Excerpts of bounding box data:
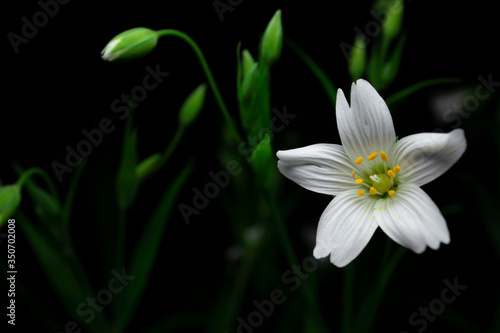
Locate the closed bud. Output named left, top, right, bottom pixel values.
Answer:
left=349, top=35, right=366, bottom=81
left=0, top=185, right=21, bottom=227
left=260, top=10, right=283, bottom=66
left=179, top=83, right=207, bottom=126
left=101, top=28, right=158, bottom=61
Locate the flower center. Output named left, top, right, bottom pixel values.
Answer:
left=352, top=151, right=401, bottom=197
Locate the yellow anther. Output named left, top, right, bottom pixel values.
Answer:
left=368, top=152, right=378, bottom=161
left=380, top=151, right=388, bottom=162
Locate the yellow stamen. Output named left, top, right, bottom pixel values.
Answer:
left=368, top=152, right=378, bottom=161
left=380, top=151, right=388, bottom=162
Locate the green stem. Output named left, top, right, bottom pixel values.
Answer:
left=285, top=37, right=337, bottom=107
left=157, top=29, right=243, bottom=142
left=356, top=244, right=406, bottom=332
left=266, top=193, right=327, bottom=332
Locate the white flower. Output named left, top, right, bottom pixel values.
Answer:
left=277, top=80, right=466, bottom=267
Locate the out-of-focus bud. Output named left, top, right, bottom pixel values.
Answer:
left=349, top=35, right=366, bottom=82
left=259, top=10, right=283, bottom=66
left=101, top=28, right=158, bottom=61
left=179, top=83, right=207, bottom=126
left=241, top=63, right=259, bottom=101
left=135, top=153, right=161, bottom=182
left=250, top=134, right=275, bottom=186
left=0, top=185, right=21, bottom=227
left=382, top=0, right=403, bottom=40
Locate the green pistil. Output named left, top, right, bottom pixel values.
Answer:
left=370, top=173, right=393, bottom=194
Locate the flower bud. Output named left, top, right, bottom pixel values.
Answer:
left=179, top=83, right=207, bottom=126
left=260, top=10, right=283, bottom=66
left=101, top=28, right=158, bottom=61
left=349, top=35, right=366, bottom=82
left=382, top=0, right=403, bottom=40
left=0, top=185, right=21, bottom=227
left=241, top=49, right=255, bottom=78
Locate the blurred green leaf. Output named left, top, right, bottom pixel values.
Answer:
left=116, top=130, right=139, bottom=211
left=382, top=34, right=406, bottom=88
left=285, top=38, right=337, bottom=107
left=18, top=213, right=109, bottom=332
left=114, top=162, right=194, bottom=332
left=0, top=184, right=21, bottom=228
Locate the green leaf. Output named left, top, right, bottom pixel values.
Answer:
left=116, top=130, right=139, bottom=210
left=250, top=134, right=275, bottom=185
left=259, top=9, right=283, bottom=66
left=114, top=162, right=194, bottom=332
left=382, top=34, right=406, bottom=87
left=0, top=185, right=21, bottom=228
left=18, top=214, right=109, bottom=332
left=349, top=36, right=366, bottom=82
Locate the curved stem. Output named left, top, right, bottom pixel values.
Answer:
left=156, top=29, right=243, bottom=142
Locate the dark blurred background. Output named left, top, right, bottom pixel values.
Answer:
left=0, top=0, right=500, bottom=332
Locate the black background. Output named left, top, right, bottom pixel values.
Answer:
left=0, top=0, right=500, bottom=332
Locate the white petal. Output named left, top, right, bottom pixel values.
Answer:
left=336, top=80, right=396, bottom=161
left=374, top=184, right=450, bottom=253
left=276, top=144, right=357, bottom=195
left=389, top=129, right=467, bottom=186
left=314, top=190, right=377, bottom=267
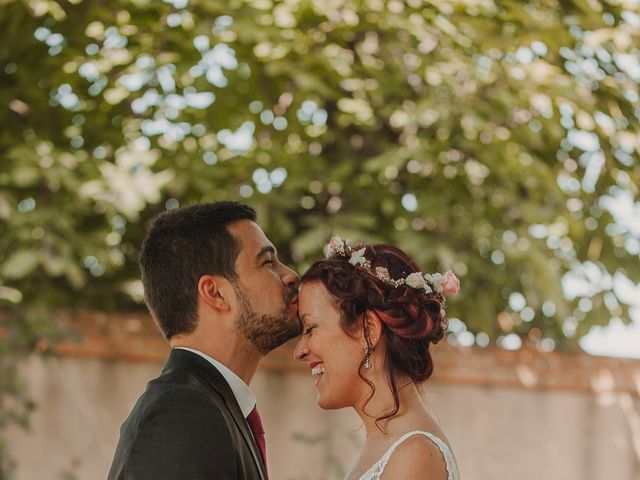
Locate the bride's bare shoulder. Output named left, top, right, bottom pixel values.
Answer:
left=382, top=435, right=448, bottom=480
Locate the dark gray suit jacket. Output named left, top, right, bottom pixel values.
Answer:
left=108, top=350, right=266, bottom=480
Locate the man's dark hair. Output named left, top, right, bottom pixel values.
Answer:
left=139, top=201, right=256, bottom=339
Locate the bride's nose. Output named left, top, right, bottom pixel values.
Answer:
left=293, top=337, right=309, bottom=362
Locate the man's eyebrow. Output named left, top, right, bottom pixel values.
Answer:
left=256, top=245, right=276, bottom=260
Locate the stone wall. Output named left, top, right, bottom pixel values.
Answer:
left=7, top=312, right=640, bottom=480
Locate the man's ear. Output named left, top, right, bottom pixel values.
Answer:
left=198, top=275, right=231, bottom=312
left=364, top=310, right=382, bottom=350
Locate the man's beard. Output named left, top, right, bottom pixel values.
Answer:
left=235, top=286, right=302, bottom=355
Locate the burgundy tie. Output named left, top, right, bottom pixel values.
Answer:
left=247, top=405, right=269, bottom=478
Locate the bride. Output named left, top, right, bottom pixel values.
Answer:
left=294, top=237, right=460, bottom=480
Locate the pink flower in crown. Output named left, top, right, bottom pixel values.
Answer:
left=349, top=247, right=367, bottom=265
left=404, top=272, right=425, bottom=288
left=327, top=236, right=345, bottom=257
left=440, top=270, right=460, bottom=297
left=376, top=267, right=391, bottom=282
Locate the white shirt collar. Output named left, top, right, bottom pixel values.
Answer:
left=175, top=347, right=256, bottom=418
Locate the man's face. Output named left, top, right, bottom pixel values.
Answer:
left=228, top=220, right=302, bottom=355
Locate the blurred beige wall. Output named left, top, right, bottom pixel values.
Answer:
left=7, top=315, right=640, bottom=480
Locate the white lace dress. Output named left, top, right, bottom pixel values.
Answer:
left=360, top=430, right=460, bottom=480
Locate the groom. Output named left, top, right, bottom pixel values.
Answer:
left=108, top=202, right=301, bottom=480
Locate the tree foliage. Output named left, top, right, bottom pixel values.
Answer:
left=0, top=0, right=640, bottom=472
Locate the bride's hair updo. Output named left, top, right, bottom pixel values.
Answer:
left=301, top=244, right=447, bottom=420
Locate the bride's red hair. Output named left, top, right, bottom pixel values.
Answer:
left=301, top=244, right=447, bottom=428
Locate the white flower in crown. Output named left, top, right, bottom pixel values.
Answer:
left=349, top=247, right=367, bottom=266
left=327, top=236, right=346, bottom=257
left=376, top=267, right=391, bottom=283
left=404, top=272, right=424, bottom=288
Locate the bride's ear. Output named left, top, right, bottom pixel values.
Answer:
left=364, top=310, right=382, bottom=350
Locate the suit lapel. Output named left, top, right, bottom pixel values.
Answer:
left=164, top=349, right=267, bottom=480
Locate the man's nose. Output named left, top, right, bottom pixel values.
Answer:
left=282, top=265, right=300, bottom=287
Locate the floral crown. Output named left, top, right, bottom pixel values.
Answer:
left=327, top=236, right=460, bottom=297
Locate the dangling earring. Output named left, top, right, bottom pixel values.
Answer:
left=364, top=345, right=372, bottom=368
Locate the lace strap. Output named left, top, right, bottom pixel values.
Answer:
left=360, top=430, right=459, bottom=480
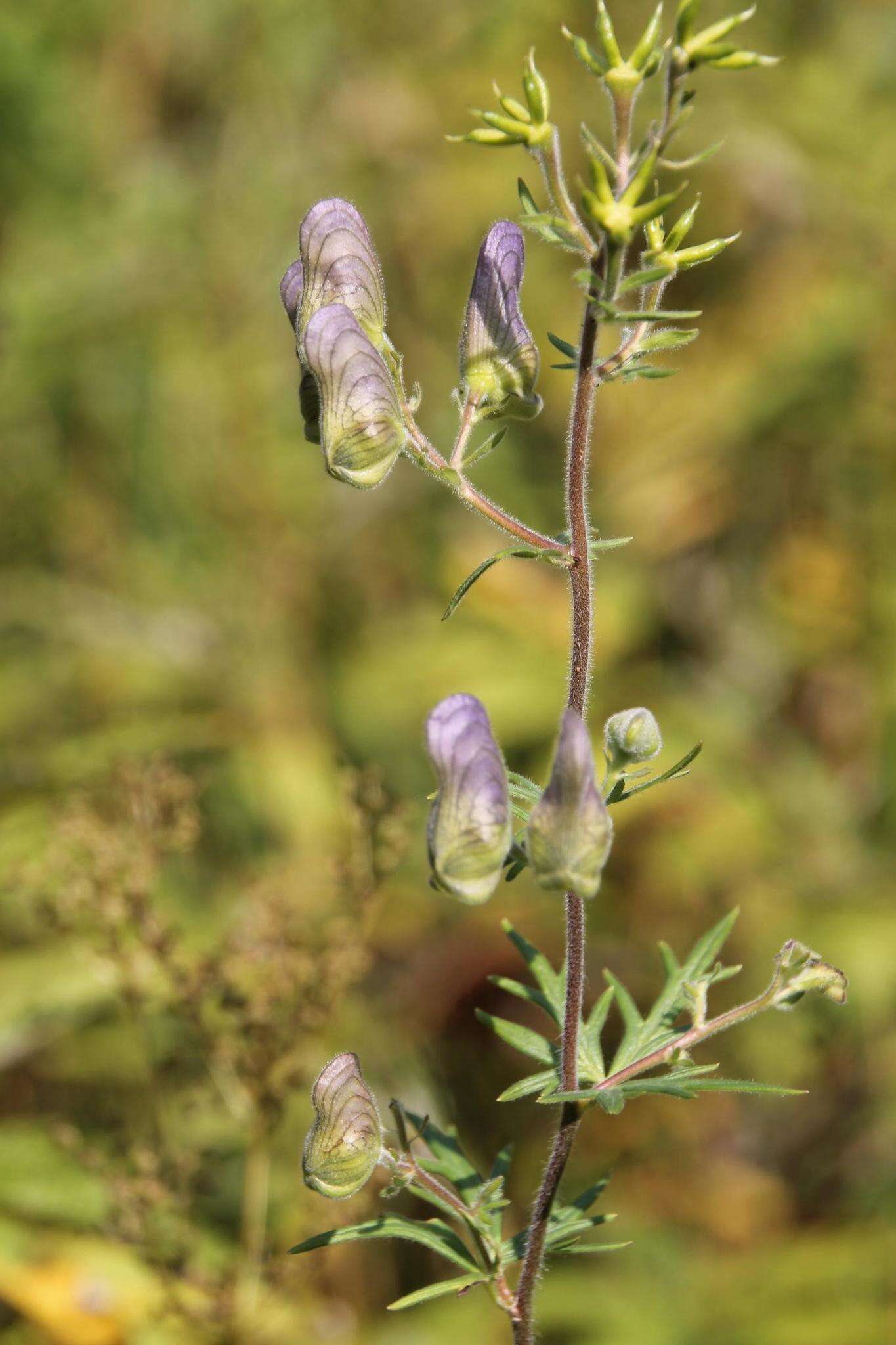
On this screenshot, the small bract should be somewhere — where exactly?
[426,694,512,904]
[302,1050,383,1200]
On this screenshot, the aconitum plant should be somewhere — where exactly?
[281,0,846,1345]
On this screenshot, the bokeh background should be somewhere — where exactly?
[0,0,896,1345]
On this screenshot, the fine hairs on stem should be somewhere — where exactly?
[287,0,846,1345]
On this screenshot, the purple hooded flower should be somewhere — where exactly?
[299,196,385,354]
[305,304,404,488]
[426,694,513,904]
[525,710,612,897]
[302,1050,383,1200]
[461,219,540,410]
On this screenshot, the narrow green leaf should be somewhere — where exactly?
[501,920,565,1007]
[606,742,702,803]
[461,425,508,471]
[290,1214,481,1273]
[553,1239,631,1256]
[442,546,565,621]
[598,300,702,327]
[603,970,643,1049]
[508,771,542,803]
[489,977,561,1026]
[681,906,740,981]
[620,364,678,384]
[619,267,669,295]
[475,1009,553,1065]
[570,1173,610,1212]
[489,1141,513,1181]
[639,327,700,355]
[385,1275,488,1313]
[548,332,579,359]
[693,1078,809,1097]
[497,1069,557,1101]
[584,986,615,1078]
[516,177,540,215]
[406,1110,482,1204]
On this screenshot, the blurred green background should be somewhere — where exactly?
[0,0,896,1345]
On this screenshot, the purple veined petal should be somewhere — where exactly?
[525,709,612,897]
[297,196,385,354]
[280,257,305,328]
[302,1050,383,1200]
[461,219,539,405]
[305,304,406,488]
[426,694,513,904]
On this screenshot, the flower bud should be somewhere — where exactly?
[305,304,406,488]
[523,47,551,125]
[426,694,513,905]
[302,1050,383,1200]
[461,219,539,410]
[525,710,612,897]
[603,706,662,771]
[774,939,849,1009]
[298,196,385,363]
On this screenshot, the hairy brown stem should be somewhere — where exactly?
[513,259,598,1345]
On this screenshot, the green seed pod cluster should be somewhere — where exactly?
[302,1050,383,1200]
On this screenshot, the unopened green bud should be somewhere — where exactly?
[302,1050,383,1200]
[426,694,513,905]
[525,709,612,897]
[774,939,849,1009]
[629,0,662,76]
[675,0,701,45]
[444,123,529,149]
[523,47,551,125]
[603,706,662,771]
[597,0,622,66]
[675,234,740,271]
[560,24,610,78]
[492,85,532,122]
[705,51,780,70]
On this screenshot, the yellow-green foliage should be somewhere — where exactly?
[0,0,896,1345]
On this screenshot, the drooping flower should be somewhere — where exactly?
[603,705,662,771]
[298,196,385,354]
[525,709,612,897]
[426,694,512,904]
[461,219,542,414]
[305,304,406,489]
[302,1050,383,1200]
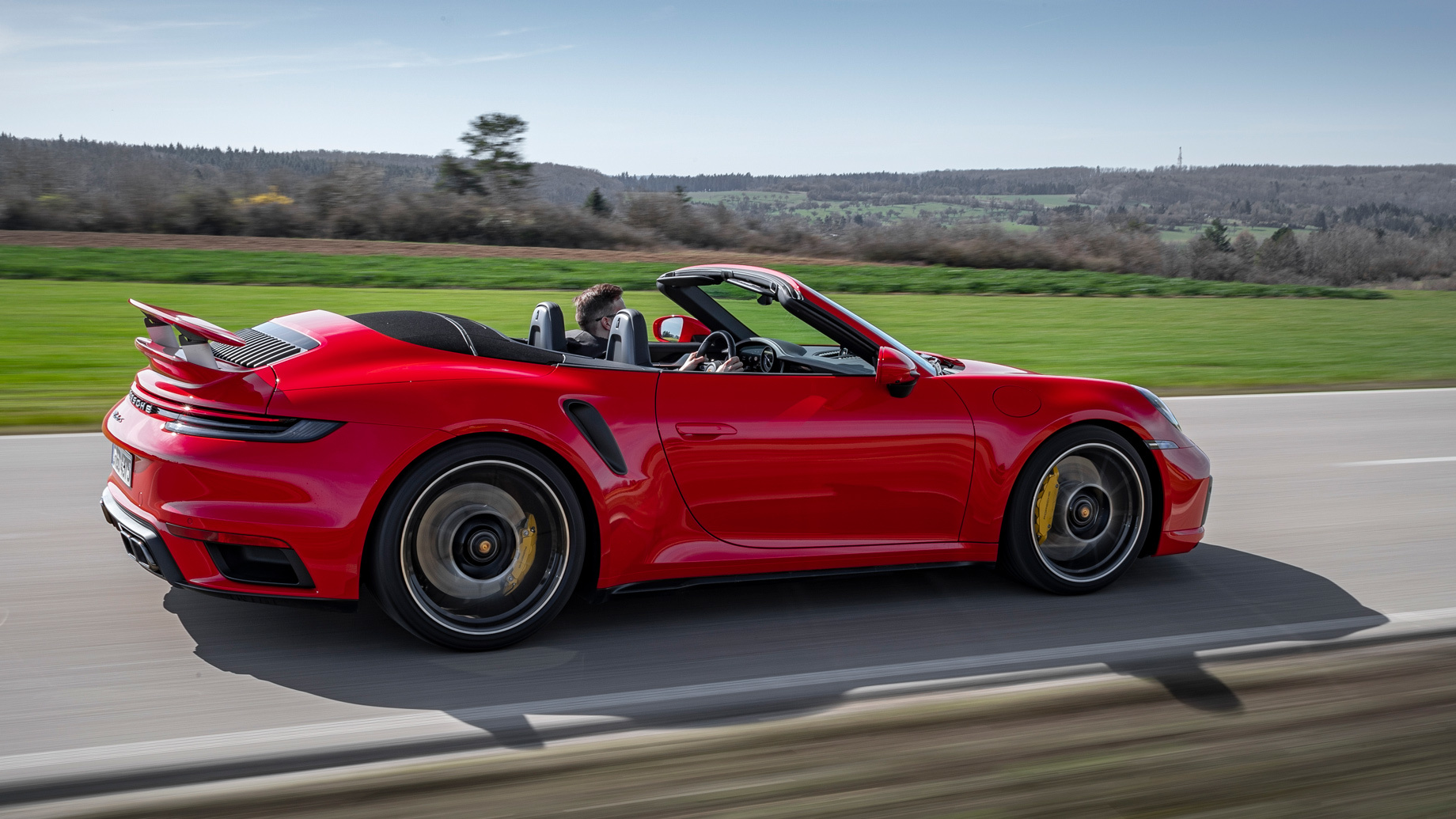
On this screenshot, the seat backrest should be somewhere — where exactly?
[607,308,652,367]
[525,301,567,353]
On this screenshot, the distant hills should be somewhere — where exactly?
[0,134,1456,229]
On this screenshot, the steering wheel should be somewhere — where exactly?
[697,329,735,366]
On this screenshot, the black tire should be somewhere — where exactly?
[367,438,587,651]
[997,426,1155,594]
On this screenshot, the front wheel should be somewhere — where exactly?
[370,440,586,651]
[999,427,1153,594]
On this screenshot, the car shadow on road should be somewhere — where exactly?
[166,545,1383,746]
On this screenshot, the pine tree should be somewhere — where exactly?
[435,114,532,195]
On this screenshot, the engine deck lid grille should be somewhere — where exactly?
[211,322,319,367]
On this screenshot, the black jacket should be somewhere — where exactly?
[567,329,607,358]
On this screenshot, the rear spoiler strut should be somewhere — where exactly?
[128,299,245,381]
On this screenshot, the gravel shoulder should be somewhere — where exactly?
[13,639,1456,819]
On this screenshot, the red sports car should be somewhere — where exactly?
[102,265,1211,650]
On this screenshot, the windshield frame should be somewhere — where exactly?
[657,265,945,376]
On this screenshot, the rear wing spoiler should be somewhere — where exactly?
[128,299,245,381]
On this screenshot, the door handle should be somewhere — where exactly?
[677,424,738,438]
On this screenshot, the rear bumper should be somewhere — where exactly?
[104,387,449,602]
[100,483,358,612]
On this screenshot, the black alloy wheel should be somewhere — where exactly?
[369,438,586,651]
[997,426,1156,594]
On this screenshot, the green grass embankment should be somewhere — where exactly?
[0,245,1386,299]
[0,281,1456,427]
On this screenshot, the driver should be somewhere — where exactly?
[567,282,742,373]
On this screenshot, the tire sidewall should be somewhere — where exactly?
[366,438,587,651]
[997,426,1156,594]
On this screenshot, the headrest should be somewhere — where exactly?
[348,310,563,364]
[607,308,652,367]
[525,301,567,353]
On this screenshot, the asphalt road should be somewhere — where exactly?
[0,389,1456,803]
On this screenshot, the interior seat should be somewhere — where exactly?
[525,301,567,353]
[607,308,652,367]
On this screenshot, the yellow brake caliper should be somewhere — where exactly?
[1033,468,1057,547]
[505,514,536,594]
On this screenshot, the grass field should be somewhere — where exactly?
[0,280,1456,427]
[0,245,1385,299]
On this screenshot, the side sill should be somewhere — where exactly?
[597,559,976,599]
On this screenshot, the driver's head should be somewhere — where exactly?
[572,282,626,338]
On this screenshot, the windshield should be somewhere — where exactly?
[799,284,945,374]
[702,282,839,347]
[700,280,945,374]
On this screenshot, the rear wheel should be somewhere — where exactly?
[1000,427,1153,594]
[370,440,586,651]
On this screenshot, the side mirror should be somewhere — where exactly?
[652,310,712,341]
[875,347,920,398]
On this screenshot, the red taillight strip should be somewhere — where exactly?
[168,523,290,549]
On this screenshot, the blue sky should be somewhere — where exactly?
[0,0,1456,173]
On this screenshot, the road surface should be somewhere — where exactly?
[0,389,1456,805]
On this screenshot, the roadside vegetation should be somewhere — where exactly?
[0,280,1456,431]
[0,245,1386,299]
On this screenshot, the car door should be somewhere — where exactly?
[657,372,974,548]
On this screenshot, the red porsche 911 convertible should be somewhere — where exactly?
[102,265,1211,650]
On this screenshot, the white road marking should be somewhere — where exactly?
[1341,455,1456,466]
[0,608,1456,781]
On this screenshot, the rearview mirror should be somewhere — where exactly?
[652,310,712,341]
[875,347,920,398]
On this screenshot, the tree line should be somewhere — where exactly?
[0,120,1456,286]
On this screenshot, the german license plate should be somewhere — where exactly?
[111,445,134,487]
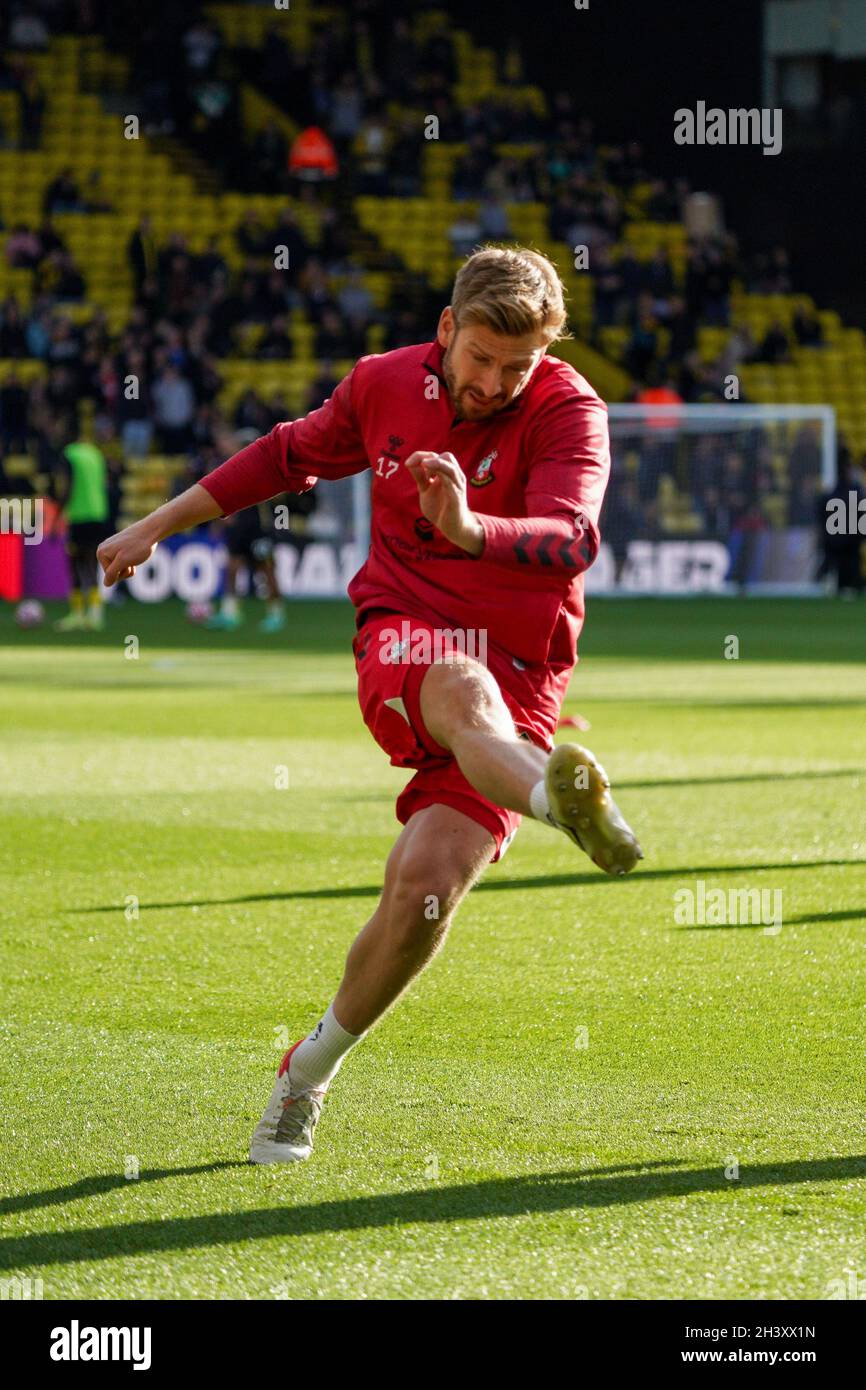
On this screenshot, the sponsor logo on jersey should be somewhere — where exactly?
[468,449,499,488]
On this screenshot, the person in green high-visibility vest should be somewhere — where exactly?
[54,439,111,632]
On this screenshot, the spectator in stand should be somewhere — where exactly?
[306,359,339,411]
[448,210,481,256]
[0,369,29,453]
[18,63,44,150]
[249,121,289,193]
[256,314,292,361]
[232,386,268,435]
[379,15,418,101]
[453,132,493,203]
[316,309,366,360]
[626,295,659,381]
[353,111,391,197]
[328,72,364,156]
[589,246,624,328]
[336,265,374,338]
[193,236,228,289]
[7,3,50,53]
[153,361,196,453]
[235,207,274,261]
[115,348,153,459]
[478,193,512,240]
[6,222,42,270]
[642,246,674,313]
[0,295,28,357]
[183,19,222,79]
[267,204,310,275]
[42,168,83,217]
[126,214,160,291]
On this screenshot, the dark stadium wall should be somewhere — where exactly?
[478,0,866,327]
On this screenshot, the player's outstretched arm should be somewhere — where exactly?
[96,482,222,585]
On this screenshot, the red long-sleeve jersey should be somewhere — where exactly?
[202,342,610,728]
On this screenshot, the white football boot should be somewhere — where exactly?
[250,1038,325,1163]
[545,744,644,874]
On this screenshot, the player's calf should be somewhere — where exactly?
[531,744,644,876]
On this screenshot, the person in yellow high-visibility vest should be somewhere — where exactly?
[54,439,111,632]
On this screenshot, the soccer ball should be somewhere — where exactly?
[15,599,44,627]
[186,599,214,623]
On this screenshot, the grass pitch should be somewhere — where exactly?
[0,600,866,1298]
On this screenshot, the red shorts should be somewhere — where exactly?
[352,612,542,862]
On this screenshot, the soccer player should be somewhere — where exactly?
[99,247,642,1163]
[206,502,285,632]
[51,439,111,632]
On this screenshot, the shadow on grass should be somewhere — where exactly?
[65,859,866,916]
[0,1155,866,1270]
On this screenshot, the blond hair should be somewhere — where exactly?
[450,246,571,343]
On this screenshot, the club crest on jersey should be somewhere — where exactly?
[468,449,499,488]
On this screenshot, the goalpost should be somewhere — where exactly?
[587,402,835,596]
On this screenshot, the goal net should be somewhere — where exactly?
[587,402,835,594]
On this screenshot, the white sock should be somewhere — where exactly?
[530,777,559,828]
[289,1004,366,1090]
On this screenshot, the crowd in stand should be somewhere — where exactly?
[0,0,856,564]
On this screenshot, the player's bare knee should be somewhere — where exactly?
[385,852,475,949]
[421,656,510,748]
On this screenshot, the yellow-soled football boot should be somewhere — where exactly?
[545,744,644,874]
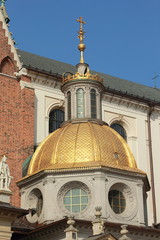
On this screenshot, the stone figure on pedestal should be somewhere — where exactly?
[0,155,13,190]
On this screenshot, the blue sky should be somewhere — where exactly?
[6,0,160,87]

• TO BE DONE: Beginning with the line containing "On this screenshot, the player's calf" and ending with the last line of the material, output each line exactly; do not include pictures.

• OUTPUT FOR THIS EXERCISE:
On this screenshot, the player's calf should be somewhere — where exactly?
[531,744,644,876]
On this screenshot, the person in yellow high-visibility vest should be somewhere — where exactly?
[54,439,111,632]
On this screenshot, the soccer ball should be somewhere — where exactly?
[15,599,44,627]
[186,599,214,623]
On this screenshot, the grass pitch should be somewhere — where exactly?
[0,600,866,1298]
On this screenshot, the red shorts should be somewhere — where exactly?
[352,612,542,862]
On this screenshot, the soccer player should be somewhere — where exactly?
[99,247,642,1163]
[206,502,285,632]
[51,439,111,632]
On this screenshot, the shadow on grass should be somewhere — where exactly?
[65,859,866,916]
[0,1155,866,1270]
On this screenshot, the blond hair should be somewhere — where exactly?
[450,246,571,343]
On this screenshot, the club crest on jersey should be somewhere — where exactly?
[468,449,499,488]
On this screenshot, the goalpost should be somewhere — where exactly?
[587,402,835,596]
On this screenshot, the goal net should be somewhere — where exactly?
[587,402,835,594]
On this screenshot, the white sock should be somewhere — where exactly?
[530,777,559,828]
[289,1004,366,1090]
On this screenshot, the crowd in stand should be somewhere — where exactly?
[0,0,856,564]
On this screenshot, the player's bare knee should be somewhere — where exactly?
[385,852,475,949]
[421,656,510,748]
On this screenshot, the yellow-soled football boot should be somewhere — where exactly?
[545,744,644,874]
On this screenshot, the stone figure on pedestal should be somewhere — where exactly?
[0,155,13,190]
On this screenshot, the blue sky should be somewhere — where exactly?
[6,0,160,87]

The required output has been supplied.